**Tasks to complete**:
A - Rewrite the paragraph beginning "The southern nationalists were inspired" in the passage on Nigerian nationalism below as a shorter list that keeps its main facts.
B - Using the passage on Nigerian nationalism below, state whether each statement agrees with it. Answer yes or no and quote the deciding words of the passage.
(i) The West African Students Union was founded in London in 1925.
(ii) Early nationalists made Nigeria the main focus of their patriotism.
(iii) The nationalists rejected European and North American influences.
C - Extend the passage on Nigerian nationalism below, beginning after its final sentence.

**Text segment**:
# # # #
The southern nationalists were inspired by a variety of sources, including such prominent American-based activists as Marcus Garvey and W.E.B. Du Bois. Nigerian students abroad, particularly at British schools, joined those from other colonies in pan-African groups such as the West African Students Union, founded in London in 1925. Early nationalists tended to ignore Nigeria as the focus of patriotism. Their common denominators tended to be based on newly assertive ethnic consciousness, particularly that of the Yoruba and Igbo. Despite the acceptance of European and North American influences, the nationalists were critical of colonialism for its failure to appreciate the antiquity, richness, and complexity of indigenous cultures. They wanted self-government, charging that only colonial rule prevented the unshackling of progressive forces in Nigeria and other states.
# # # #
**Source material**:
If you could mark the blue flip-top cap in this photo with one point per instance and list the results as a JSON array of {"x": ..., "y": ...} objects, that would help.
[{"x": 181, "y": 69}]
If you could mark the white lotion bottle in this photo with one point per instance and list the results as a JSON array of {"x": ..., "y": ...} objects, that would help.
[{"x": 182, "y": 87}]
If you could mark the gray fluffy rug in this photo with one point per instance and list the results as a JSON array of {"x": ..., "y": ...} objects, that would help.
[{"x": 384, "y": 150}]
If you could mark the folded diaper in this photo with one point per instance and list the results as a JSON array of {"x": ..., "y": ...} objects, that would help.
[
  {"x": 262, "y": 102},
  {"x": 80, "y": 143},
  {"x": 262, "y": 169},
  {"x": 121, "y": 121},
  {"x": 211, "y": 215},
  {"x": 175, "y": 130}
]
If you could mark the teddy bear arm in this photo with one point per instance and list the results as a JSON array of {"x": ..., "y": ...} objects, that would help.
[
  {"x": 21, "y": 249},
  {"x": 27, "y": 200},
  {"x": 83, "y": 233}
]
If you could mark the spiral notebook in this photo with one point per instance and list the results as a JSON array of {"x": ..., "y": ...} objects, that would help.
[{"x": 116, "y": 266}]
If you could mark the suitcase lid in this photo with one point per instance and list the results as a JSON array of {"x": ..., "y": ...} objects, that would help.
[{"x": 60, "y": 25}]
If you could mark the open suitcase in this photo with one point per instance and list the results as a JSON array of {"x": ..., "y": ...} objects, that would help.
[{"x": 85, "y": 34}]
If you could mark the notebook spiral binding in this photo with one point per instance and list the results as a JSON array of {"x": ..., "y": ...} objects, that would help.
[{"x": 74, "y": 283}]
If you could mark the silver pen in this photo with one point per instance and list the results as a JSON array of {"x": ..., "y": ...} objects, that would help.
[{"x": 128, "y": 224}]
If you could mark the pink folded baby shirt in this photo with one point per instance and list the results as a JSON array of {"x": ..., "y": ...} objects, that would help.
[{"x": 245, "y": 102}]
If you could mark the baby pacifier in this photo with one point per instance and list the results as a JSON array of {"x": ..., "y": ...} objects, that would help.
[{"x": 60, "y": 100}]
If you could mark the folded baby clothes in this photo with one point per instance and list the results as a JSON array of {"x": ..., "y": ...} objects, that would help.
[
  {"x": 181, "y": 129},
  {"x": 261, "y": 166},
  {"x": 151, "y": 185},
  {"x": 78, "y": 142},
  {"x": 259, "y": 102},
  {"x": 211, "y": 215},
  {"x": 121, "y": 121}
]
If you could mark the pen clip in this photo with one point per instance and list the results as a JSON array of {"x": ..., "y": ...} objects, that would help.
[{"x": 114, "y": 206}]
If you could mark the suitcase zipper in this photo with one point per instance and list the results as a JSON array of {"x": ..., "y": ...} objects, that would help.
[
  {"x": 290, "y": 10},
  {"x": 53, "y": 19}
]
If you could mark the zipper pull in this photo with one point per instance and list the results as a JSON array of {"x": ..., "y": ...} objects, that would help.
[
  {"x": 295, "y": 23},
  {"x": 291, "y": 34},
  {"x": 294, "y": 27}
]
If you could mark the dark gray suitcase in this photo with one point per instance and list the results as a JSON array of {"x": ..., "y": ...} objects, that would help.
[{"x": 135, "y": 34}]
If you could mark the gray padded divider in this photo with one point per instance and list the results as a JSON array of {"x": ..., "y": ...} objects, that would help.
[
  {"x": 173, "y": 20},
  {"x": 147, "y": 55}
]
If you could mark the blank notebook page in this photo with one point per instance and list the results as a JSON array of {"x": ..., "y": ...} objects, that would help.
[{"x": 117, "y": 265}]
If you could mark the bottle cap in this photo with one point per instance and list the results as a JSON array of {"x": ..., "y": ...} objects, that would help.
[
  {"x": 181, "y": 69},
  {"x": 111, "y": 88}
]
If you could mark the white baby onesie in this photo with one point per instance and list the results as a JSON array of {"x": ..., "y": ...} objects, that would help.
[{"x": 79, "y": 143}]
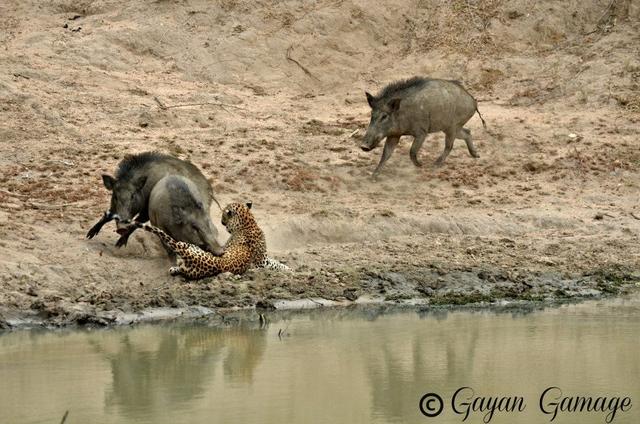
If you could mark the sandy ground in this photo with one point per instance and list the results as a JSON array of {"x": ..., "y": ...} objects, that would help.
[{"x": 266, "y": 98}]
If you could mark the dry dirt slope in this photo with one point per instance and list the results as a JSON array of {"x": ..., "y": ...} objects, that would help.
[{"x": 264, "y": 96}]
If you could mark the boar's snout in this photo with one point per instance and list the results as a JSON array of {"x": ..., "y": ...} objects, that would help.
[{"x": 123, "y": 226}]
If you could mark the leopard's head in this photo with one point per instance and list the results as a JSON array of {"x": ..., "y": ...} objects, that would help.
[{"x": 236, "y": 216}]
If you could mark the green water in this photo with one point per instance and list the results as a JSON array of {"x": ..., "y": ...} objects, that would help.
[{"x": 336, "y": 366}]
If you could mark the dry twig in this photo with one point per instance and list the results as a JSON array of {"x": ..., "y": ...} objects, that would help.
[{"x": 306, "y": 71}]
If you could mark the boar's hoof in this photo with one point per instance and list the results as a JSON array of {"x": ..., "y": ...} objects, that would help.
[{"x": 122, "y": 241}]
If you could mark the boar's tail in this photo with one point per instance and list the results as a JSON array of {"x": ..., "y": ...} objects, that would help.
[{"x": 484, "y": 124}]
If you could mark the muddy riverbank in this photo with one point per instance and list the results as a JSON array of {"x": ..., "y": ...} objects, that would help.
[
  {"x": 267, "y": 98},
  {"x": 230, "y": 295}
]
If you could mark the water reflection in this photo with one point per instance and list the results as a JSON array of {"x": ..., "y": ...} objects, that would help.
[
  {"x": 168, "y": 368},
  {"x": 341, "y": 365}
]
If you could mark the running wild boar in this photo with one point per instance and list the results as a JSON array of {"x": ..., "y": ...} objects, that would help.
[
  {"x": 131, "y": 187},
  {"x": 176, "y": 207},
  {"x": 417, "y": 107}
]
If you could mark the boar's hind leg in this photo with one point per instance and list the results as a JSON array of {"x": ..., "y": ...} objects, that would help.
[
  {"x": 465, "y": 134},
  {"x": 415, "y": 148},
  {"x": 450, "y": 136},
  {"x": 389, "y": 147}
]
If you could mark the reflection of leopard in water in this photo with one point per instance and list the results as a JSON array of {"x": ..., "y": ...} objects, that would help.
[{"x": 246, "y": 248}]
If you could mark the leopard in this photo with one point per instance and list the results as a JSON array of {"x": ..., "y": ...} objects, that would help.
[{"x": 245, "y": 249}]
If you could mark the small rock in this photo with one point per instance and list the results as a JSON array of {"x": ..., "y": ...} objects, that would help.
[
  {"x": 265, "y": 304},
  {"x": 350, "y": 293}
]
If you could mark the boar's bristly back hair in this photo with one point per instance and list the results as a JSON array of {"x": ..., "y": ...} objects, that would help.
[
  {"x": 130, "y": 163},
  {"x": 397, "y": 88}
]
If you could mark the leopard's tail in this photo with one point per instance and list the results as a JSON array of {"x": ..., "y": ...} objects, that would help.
[{"x": 271, "y": 263}]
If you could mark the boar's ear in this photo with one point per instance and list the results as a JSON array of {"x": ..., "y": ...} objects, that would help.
[
  {"x": 394, "y": 104},
  {"x": 370, "y": 99},
  {"x": 108, "y": 181},
  {"x": 140, "y": 182}
]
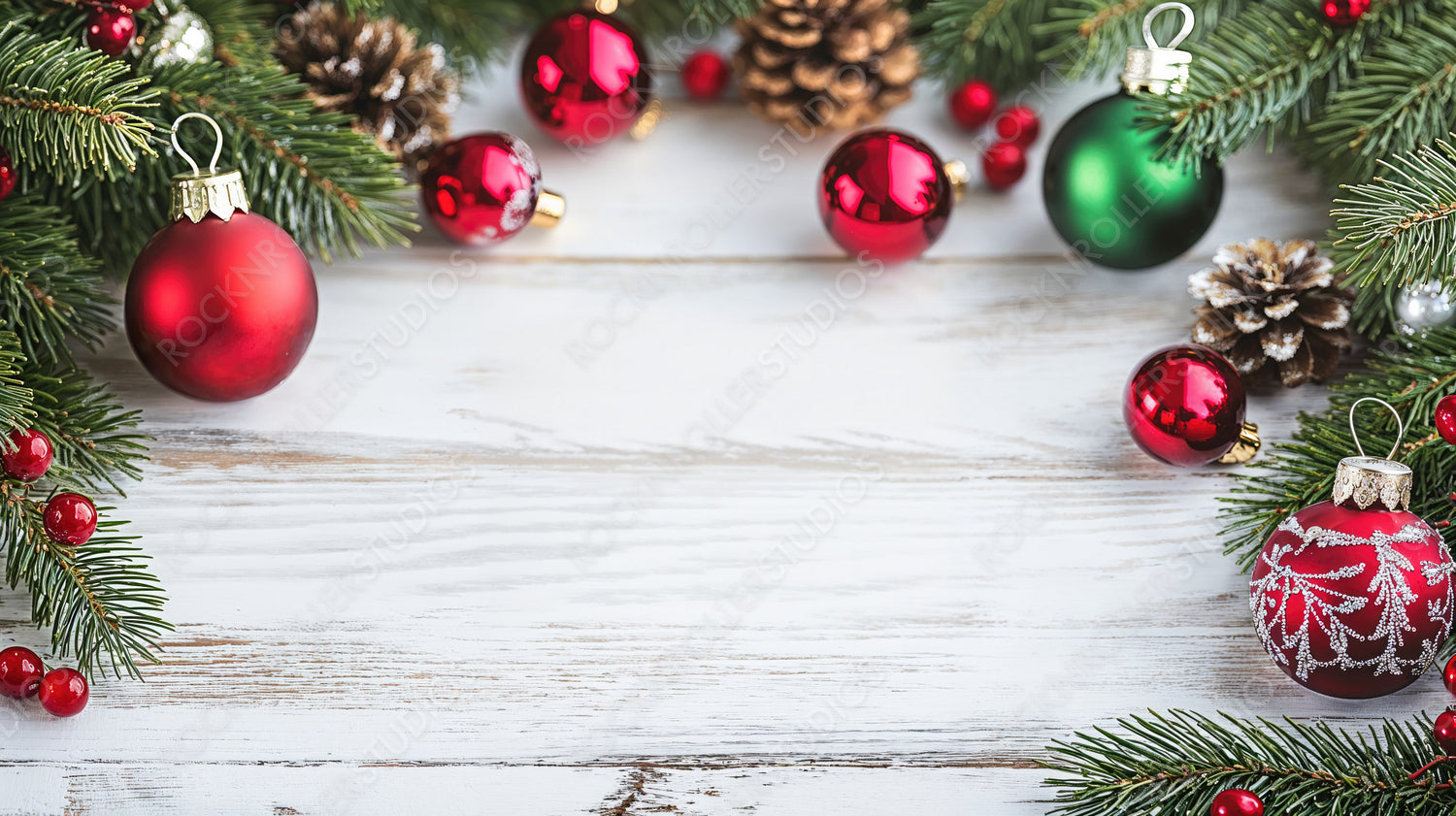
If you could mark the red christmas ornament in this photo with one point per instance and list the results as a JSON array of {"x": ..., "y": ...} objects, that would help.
[
  {"x": 1018, "y": 125},
  {"x": 707, "y": 75},
  {"x": 1446, "y": 417},
  {"x": 31, "y": 457},
  {"x": 221, "y": 303},
  {"x": 1184, "y": 407},
  {"x": 20, "y": 672},
  {"x": 64, "y": 693},
  {"x": 1353, "y": 597},
  {"x": 1342, "y": 12},
  {"x": 1237, "y": 801},
  {"x": 70, "y": 519},
  {"x": 973, "y": 104},
  {"x": 1004, "y": 165},
  {"x": 1444, "y": 732},
  {"x": 8, "y": 175},
  {"x": 582, "y": 78},
  {"x": 110, "y": 31},
  {"x": 485, "y": 188},
  {"x": 885, "y": 194}
]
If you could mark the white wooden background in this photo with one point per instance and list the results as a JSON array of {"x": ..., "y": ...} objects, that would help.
[{"x": 658, "y": 512}]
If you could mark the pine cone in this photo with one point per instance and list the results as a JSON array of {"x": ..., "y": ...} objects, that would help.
[
  {"x": 1272, "y": 302},
  {"x": 826, "y": 63},
  {"x": 375, "y": 70}
]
# # # #
**Responses by task**:
A -
- Southern Nigerian nationalists drew inspiration from several sources, including American-based activists Marcus Garvey and W.E.B. Du Bois.
- Nigerian students abroad, especially in British schools, joined pan-African groups such as the West African Students Union, founded in London in 1925.
- Early nationalists tended to ignore Nigeria as the focus of patriotism. They relied instead on a newly assertive ethnic consciousness, particularly Yoruba and Igbo.
- Although they accepted European and North American influences, they criticized colonialism for failing to appreciate the antiquity, richness, and complexity of indigenous cultures.
- They sought self-government and argued that only colonial rule kept progressive forces in Nigeria and other states from being unshackled.

B -
(i) Yes: "the West African Students Union, founded in London in 1925."
(ii) No: "Early nationalists tended to ignore Nigeria as the focus of patriotism."
(iii) No: "Despite the acceptance of European and North American influences"

C -
Political opposition to colonial rule often assumed religious dimensions. Independent Christian churches had emerged at the end of the nineteenth century. European interpretations of Christian orthodoxy in some cases refused to allow the incorporation of local customs and practices, although the various mission denominations interpreted Christianity in different ways. Most Europeans tended to overlook their own differences and were surprised and shocked that Nigerians wanted to develop new denominations independent of European control. Protestant sects had flourished in Christianity since the Protestant Reformation; the emergence of independent Christian churches in Nigeria (as of black denominations in the United States) was another phase of this history. The pulpits of the independent congregations became avenues for the free expression of critics of colonial rule.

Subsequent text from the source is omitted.